(Supplied records)

++++++++++

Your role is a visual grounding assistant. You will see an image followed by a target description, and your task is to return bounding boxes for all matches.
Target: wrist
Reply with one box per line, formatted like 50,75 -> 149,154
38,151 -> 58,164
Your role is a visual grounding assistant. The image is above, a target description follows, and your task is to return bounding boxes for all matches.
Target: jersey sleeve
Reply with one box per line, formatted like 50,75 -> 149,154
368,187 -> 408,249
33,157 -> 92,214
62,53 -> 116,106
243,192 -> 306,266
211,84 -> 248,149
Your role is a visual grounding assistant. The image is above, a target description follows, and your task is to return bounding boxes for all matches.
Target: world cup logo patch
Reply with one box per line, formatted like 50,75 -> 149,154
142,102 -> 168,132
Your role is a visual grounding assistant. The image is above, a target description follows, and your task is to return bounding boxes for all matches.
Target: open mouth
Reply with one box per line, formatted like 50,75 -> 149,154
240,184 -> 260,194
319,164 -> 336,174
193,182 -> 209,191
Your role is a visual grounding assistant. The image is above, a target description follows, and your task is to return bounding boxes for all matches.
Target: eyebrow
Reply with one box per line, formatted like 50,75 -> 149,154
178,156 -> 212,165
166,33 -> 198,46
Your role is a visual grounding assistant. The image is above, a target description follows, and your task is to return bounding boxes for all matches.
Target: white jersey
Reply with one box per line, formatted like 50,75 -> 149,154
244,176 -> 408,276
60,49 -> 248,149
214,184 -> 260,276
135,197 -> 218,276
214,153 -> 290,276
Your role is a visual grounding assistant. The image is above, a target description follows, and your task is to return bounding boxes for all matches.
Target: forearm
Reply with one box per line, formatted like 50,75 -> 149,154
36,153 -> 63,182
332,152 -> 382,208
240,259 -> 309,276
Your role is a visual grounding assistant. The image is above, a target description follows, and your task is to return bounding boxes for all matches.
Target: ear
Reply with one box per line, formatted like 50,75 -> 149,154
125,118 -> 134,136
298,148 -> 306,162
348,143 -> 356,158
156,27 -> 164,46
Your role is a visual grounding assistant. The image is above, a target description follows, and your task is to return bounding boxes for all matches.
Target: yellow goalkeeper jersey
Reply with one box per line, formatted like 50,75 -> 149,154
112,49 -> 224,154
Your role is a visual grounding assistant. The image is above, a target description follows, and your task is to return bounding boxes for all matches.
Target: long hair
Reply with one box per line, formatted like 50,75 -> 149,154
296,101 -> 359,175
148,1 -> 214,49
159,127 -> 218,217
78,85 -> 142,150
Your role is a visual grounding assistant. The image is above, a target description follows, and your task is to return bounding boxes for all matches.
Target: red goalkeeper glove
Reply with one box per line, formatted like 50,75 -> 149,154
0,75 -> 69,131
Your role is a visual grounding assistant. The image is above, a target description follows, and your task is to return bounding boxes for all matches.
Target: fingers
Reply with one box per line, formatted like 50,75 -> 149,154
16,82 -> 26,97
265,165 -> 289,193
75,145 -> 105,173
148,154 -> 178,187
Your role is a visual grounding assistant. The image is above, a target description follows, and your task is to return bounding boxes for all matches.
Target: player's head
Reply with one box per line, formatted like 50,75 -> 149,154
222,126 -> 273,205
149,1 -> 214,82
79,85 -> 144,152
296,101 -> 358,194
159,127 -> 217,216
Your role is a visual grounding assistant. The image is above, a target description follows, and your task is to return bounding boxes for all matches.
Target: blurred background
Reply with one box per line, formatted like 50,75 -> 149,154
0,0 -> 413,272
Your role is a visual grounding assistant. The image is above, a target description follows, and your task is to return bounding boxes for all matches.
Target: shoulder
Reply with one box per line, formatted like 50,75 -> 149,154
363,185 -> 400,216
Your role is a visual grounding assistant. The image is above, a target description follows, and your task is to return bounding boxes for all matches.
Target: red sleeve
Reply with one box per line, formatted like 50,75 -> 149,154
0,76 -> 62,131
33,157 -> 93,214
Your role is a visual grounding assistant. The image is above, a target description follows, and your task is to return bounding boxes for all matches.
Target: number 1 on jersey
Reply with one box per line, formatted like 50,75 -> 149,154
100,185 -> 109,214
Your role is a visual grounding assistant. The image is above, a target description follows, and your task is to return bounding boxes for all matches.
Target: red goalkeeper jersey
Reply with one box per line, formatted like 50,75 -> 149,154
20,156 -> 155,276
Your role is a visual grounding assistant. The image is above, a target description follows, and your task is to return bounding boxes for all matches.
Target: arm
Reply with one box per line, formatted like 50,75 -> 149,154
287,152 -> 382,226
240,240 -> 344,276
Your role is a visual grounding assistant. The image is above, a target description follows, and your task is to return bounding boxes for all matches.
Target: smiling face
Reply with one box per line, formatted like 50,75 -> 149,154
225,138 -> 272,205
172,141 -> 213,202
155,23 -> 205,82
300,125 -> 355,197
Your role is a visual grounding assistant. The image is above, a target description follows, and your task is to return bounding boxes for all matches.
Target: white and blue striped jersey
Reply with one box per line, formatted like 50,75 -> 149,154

++++++++++

(Action item) In this exercise, every line of the listing is to be output exactly.

(Answer below)
Your role is a visual grounding assistant. You will see an image followed by a target description, and your task is to return bounding boxes for all matches.
Target: wrist
Reply with one box per line, formatted like 50,75 -> 149,154
38,151 -> 58,164
Your role is a visual grounding assistant. The image is above, a target description follows, and your task is to return bounding boxes for all matches.
Target: jersey sleeve
Reply with one box per line, formatted like 50,75 -> 149,154
368,187 -> 408,249
33,157 -> 92,214
62,53 -> 116,106
243,192 -> 306,266
211,84 -> 248,149
Your role is a visual grounding assistant. The image is above, a target description follows, and your task is to return bounding boxes for all matches.
Target: world cup logo patch
Reply with one box per line, formatted like 50,75 -> 149,154
142,102 -> 168,132
Your role is a visual grounding assistant. The image is above, a target description follows, and your task is to return bounding boxes for all matches.
Target: open mouth
Reply with one box per line, formatted like 50,75 -> 149,154
240,184 -> 260,194
319,164 -> 336,174
193,182 -> 209,191
Your role is a visual grounding assistant. The image is above, a target description follows, and your task is to return bounding boxes for all matches.
Target: eyebrow
Reply with one box per line, formatted like 50,75 -> 149,154
178,156 -> 212,165
166,33 -> 198,46
Your role is a visual grounding assistant. The image is above, a target description follows, and your task is to return bounding boxes for all matches.
Target: white jersey
Reply with one box per line, formatted like 50,75 -> 149,154
244,176 -> 408,276
60,49 -> 248,149
214,184 -> 260,276
135,197 -> 218,276
214,153 -> 290,276
Your role is a visual grounding assistant. The image is above, a target description follows, and your task is to return bounding boxes for all matches.
Target: forearm
Reply with one box per line, formatted like 50,75 -> 149,154
36,153 -> 63,182
332,152 -> 382,208
240,259 -> 309,276
Your role is a visual grounding assistant. The image is above, a target description follows, and your task is to return bounding boxes for all matches.
Target: ear
Reply with one box per line, formatted like 50,75 -> 149,154
125,118 -> 134,136
298,148 -> 306,162
348,143 -> 356,158
156,27 -> 164,46
Your role is a visual grounding assistant. The image is above, a target description follows, and your task is to return bounding boxes for all matches.
Target: yellow goalkeeper jersey
Reply with one box per line, formatted like 50,75 -> 149,154
112,49 -> 224,154
Your role is a visual grounding assistant. The image is above, a target description follows, and your task is to return bounding boxes for all matches.
Target: long hair
Reply with one box per line, formatted like 50,75 -> 149,154
296,101 -> 359,175
148,1 -> 214,49
159,127 -> 218,217
78,85 -> 142,150
Your role is a visual grounding assistant. The image is above, a target description follows, and your task is to return bounding boxes for all matches.
Target: red goalkeeper glove
Reply with one box per line, formatted like 50,75 -> 149,154
0,75 -> 69,131
Your role is a visual grounding assistant. The image is above, a target description follows, and your task is to return bounding boxes for all matches.
Target: fingers
Reply with one box per line, formatted like 50,75 -> 149,154
16,82 -> 26,97
265,165 -> 289,193
75,145 -> 105,173
148,154 -> 178,187
Your role is a visual grounding assistant. The image is above, a target description follows, and your task is to return bounding boxes for all matches.
Target: player's head
Reply with one box per line, formatted like 50,75 -> 149,154
222,126 -> 273,205
149,1 -> 214,82
79,85 -> 144,152
296,101 -> 358,194
159,127 -> 217,216
Your role is a visual grounding assistant. The image is above, a target description follows, and your task is to return bounding boxes for all matches.
Target: blurred background
Reply with one box per line, formatted like 50,75 -> 149,154
0,0 -> 413,272
Your role is a visual grounding assistant. The image is above, a target description follows, and your task is to return bounding boxes for all matches.
Target: shoulder
Reply with one box per line, formatted like 50,75 -> 149,154
363,185 -> 400,216
Your role is a visual grounding assistant. The image is above, a target description follows, and your task is to return bounding boxes for all matches.
Target: red sleeve
Reply with one box per line, formatted like 50,75 -> 149,154
0,76 -> 62,131
33,157 -> 93,214
Your role is a visual grounding assistant. The image is above, a target description follows, and your task is to return bounding boxes for all matches.
Target: number 1 on jersey
Reply with one box per line, formatted like 50,75 -> 149,154
100,185 -> 109,214
Your role is a visual grounding assistant. The image is above, a target description follows, and your task is to return bounding boxes for all matches.
Target: red goalkeeper jersey
Reply with one box per line, formatted like 50,75 -> 149,154
20,156 -> 155,276
Your role is a visual grounding assistant. The image is above, a target description follows, and your task is to return bounding boxes for all matches.
Target: arm
Reply with one box per line, formatted like 50,75 -> 149,154
287,152 -> 382,226
240,240 -> 344,276
Your role is a visual grounding assistant. The image is above, a target description follows, and your task is to return bounding boxes for all matches.
Target: smiling face
Reply with one box per line, formatted like 50,75 -> 149,154
225,138 -> 272,205
172,141 -> 213,202
155,23 -> 205,82
300,125 -> 355,197
Your role is a visual grounding assistant. The image is above, a target description follows, and your task is to return bounding boxes for all matches.
Target: white and blue striped jersey
Reply with one box per line, formatted like 50,75 -> 149,154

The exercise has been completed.